*** Opening of Provided passage ***

Comment by shmerl
4 months ago
First argument sounds like a major fallacy to me. It doesn't surprise me, but it find it extremely wrong.
4 months ago
First argument sounds like a major fallacy to me. It doesn't surprise me, but it find it extremely wrong.
Why?
Because it's a discouragement of learning based on mediocrity of AI. I find such idea perpetuating the mediocrity (not just of AI itself but of whatever it's used for).
It's like imagine saying, I don't want to learn how write a good story because AI always suggests me writing a bad one anyway. May be that delivers the idea better.
It's not at all clear to me what this has to do with the practical delivery of software. In languages that LLMs handle well, with a careful user (ie, not a vibe coder; someone reading every line of output and subjecting most of it to multiple cycles of prompting) the code you end up with is basically indistinguishable from the replacement-level code of an expert in the language. It won't hit that human expert's peaks, but it won't generally sink below their median. That's a huge accelerator for actually delivering projects, because, for most projects, most of the code need only be replacement-grade.
Why would I valorize discarding this kind of automation? Is this just a craft vs. production thing? Like, the same reason I'd use only hand tools when doing joinery in Japanese-style woodworking? There's a place for that! But most woodworkers... use table saws and routers.

*** Close of Provided passage ***

Exercise requirements:
1. Rewrite the comment thread starting with "Comment by shmerl" and going on through "the idea better.", changing "mediocrity" to "inferiority".
2. List every kind of tool that the final paragraph of the comment thread names.

*** Opening of Provided information ***

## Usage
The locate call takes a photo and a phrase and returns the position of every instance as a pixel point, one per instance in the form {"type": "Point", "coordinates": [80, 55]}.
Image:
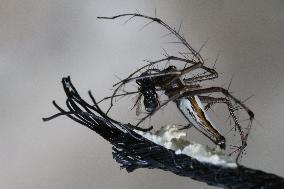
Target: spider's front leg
{"type": "Point", "coordinates": [213, 100]}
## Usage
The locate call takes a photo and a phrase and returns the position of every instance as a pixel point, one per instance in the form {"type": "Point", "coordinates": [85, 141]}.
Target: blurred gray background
{"type": "Point", "coordinates": [43, 40]}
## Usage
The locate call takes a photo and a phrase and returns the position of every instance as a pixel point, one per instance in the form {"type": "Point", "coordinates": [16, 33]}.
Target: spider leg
{"type": "Point", "coordinates": [224, 92]}
{"type": "Point", "coordinates": [213, 100]}
{"type": "Point", "coordinates": [237, 101]}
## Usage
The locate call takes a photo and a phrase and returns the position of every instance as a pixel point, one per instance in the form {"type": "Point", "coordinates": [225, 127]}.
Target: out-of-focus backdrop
{"type": "Point", "coordinates": [43, 40]}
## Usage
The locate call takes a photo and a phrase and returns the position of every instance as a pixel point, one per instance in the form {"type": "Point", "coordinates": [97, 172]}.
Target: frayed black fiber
{"type": "Point", "coordinates": [132, 151]}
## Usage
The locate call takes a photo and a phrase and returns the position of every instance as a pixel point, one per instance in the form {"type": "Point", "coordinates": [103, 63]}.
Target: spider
{"type": "Point", "coordinates": [186, 92]}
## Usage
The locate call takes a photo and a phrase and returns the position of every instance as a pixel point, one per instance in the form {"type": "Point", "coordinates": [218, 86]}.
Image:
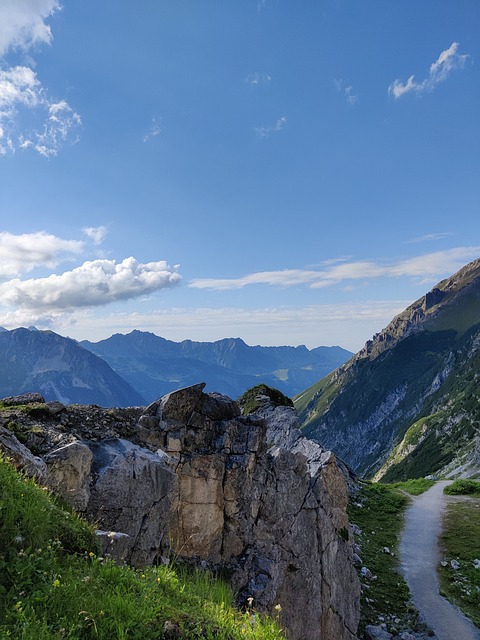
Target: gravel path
{"type": "Point", "coordinates": [419, 556]}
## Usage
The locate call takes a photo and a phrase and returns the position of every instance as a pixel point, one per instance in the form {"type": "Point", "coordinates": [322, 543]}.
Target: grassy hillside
{"type": "Point", "coordinates": [377, 513]}
{"type": "Point", "coordinates": [55, 585]}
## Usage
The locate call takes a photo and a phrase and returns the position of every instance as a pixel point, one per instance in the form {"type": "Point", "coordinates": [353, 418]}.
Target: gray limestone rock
{"type": "Point", "coordinates": [245, 494]}
{"type": "Point", "coordinates": [69, 473]}
{"type": "Point", "coordinates": [20, 456]}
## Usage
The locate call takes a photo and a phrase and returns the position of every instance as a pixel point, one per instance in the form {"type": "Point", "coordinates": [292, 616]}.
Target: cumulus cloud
{"type": "Point", "coordinates": [154, 131]}
{"type": "Point", "coordinates": [23, 253]}
{"type": "Point", "coordinates": [447, 61]}
{"type": "Point", "coordinates": [22, 23]}
{"type": "Point", "coordinates": [96, 234]}
{"type": "Point", "coordinates": [425, 267]}
{"type": "Point", "coordinates": [258, 78]}
{"type": "Point", "coordinates": [95, 283]}
{"type": "Point", "coordinates": [346, 91]}
{"type": "Point", "coordinates": [29, 117]}
{"type": "Point", "coordinates": [264, 132]}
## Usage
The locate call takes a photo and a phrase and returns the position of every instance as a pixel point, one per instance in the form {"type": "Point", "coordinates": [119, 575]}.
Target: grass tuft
{"type": "Point", "coordinates": [378, 513]}
{"type": "Point", "coordinates": [54, 585]}
{"type": "Point", "coordinates": [460, 569]}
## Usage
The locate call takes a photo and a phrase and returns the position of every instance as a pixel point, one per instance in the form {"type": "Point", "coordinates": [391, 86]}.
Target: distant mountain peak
{"type": "Point", "coordinates": [415, 384]}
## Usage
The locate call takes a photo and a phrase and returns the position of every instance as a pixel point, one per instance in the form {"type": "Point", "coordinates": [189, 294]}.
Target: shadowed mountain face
{"type": "Point", "coordinates": [155, 366]}
{"type": "Point", "coordinates": [60, 369]}
{"type": "Point", "coordinates": [408, 404]}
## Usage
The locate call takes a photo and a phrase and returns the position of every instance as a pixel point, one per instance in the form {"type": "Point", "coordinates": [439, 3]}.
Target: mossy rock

*** Close of Provided information ***

List of answers:
1.
Comment by shmerl
4 months ago
First argument sounds like a major fallacy to me. It doesn't surprise me, but it find it extremely wrong.
4 months ago
First argument sounds like a major fallacy to me. It doesn't surprise me, but it find it extremely wrong.
Why?
Because it's a discouragement of learning based on inferiority of AI. I find such idea perpetuating the inferiority (not just of AI itself but of whatever it's used for).
It's like imagine saying, I don't want to learn how write a good story because AI always suggests me writing a bad one anyway. May be that delivers the idea better.

2. hand tools, table saws, routers